§ **Task**: Reproduce the records below exactly; no pictures.

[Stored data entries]
────
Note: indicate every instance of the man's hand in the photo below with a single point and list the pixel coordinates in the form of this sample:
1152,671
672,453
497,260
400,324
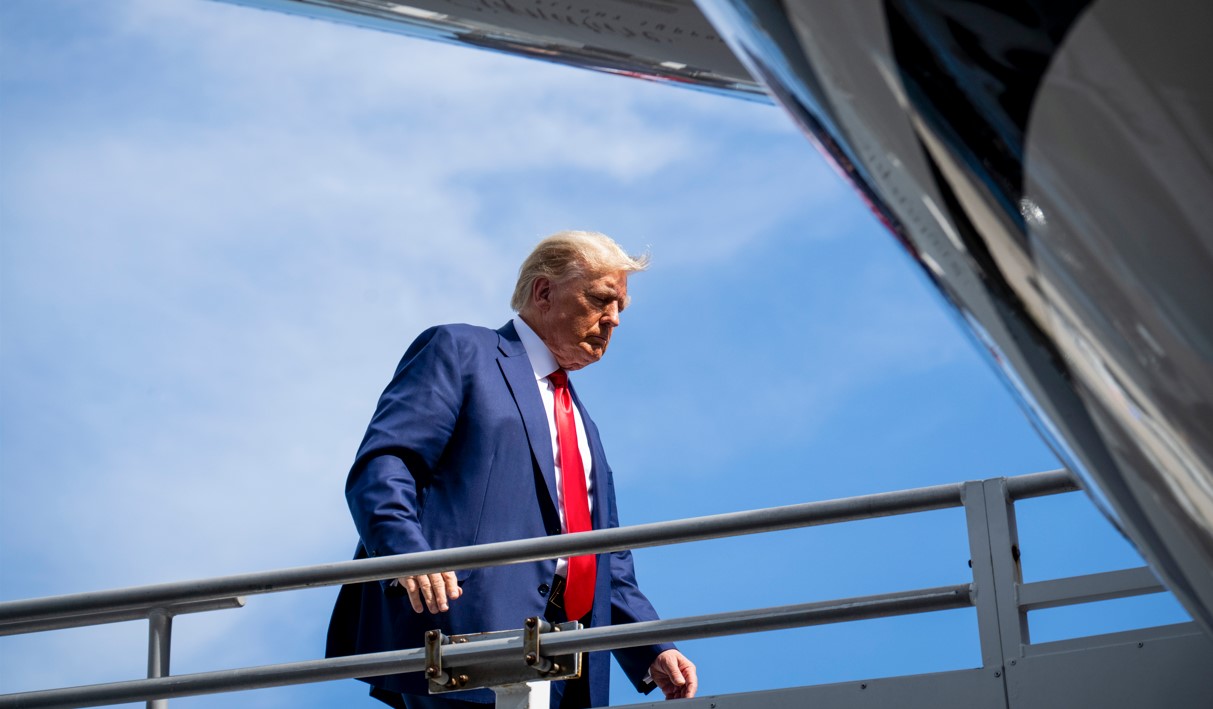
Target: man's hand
431,592
675,675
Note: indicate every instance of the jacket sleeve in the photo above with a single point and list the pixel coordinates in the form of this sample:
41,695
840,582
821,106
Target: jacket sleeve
413,423
630,605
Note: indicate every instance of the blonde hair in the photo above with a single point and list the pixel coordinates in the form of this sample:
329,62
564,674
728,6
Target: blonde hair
568,255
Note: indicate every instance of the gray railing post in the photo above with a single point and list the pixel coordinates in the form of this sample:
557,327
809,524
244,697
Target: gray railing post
159,649
994,547
524,696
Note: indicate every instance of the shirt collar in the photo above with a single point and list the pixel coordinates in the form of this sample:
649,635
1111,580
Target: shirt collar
542,361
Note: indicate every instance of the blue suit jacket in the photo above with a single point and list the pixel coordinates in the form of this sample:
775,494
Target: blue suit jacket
459,453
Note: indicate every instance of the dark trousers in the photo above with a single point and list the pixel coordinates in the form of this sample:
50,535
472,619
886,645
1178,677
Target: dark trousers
565,693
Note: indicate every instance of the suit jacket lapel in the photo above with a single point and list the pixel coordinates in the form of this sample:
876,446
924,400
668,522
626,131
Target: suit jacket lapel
────
§ **Exercise result**:
Note: indicate every instance of the man's hand in the photo below with a single point and list the pixel coordinates in the form of this sample:
1152,671
672,453
497,260
400,324
Target: man's hand
431,592
675,675
Note: indicate every instance of the jacket sleeve in the photo above with a single point and list the pixel coordinates in the form of this sample:
41,695
840,582
821,106
Target: jacket sleeve
413,423
630,605
Note: indicate every instance of the blonde hair in the photo above with a single point and list the pixel coordinates in the form of this sample:
329,62
564,674
728,6
Target: blonde hair
568,255
Note: indicate every instance of the gray railing post in the photo above with a single point and list the pixel coordinates in the form of this sample:
557,327
809,524
244,697
Target: gray railing post
159,649
994,547
524,696
Note: indicate every instance of the shirt collar in the photo above with a single point and list the pixel coordinates in the form of this sample:
649,635
1111,580
Target: shirt collar
542,361
Note: indicate every instance of the blue suit jacket in the photo above with a single point and list the pixel coordinates in the form of this sample:
775,494
Target: blue suit jacket
459,453
Note: indicate every instance of the dark trousers in the photo above with a single point and list the pixel coordinates in the form of this sample:
50,535
472,619
886,645
1178,677
Target: dark trousers
565,693
Note: indicate every instance of the suit jacket lapel in the photo above with a single point and list the pixel coordinates in the form of this sample:
876,446
924,400
668,522
626,131
Target: suit jacket lapel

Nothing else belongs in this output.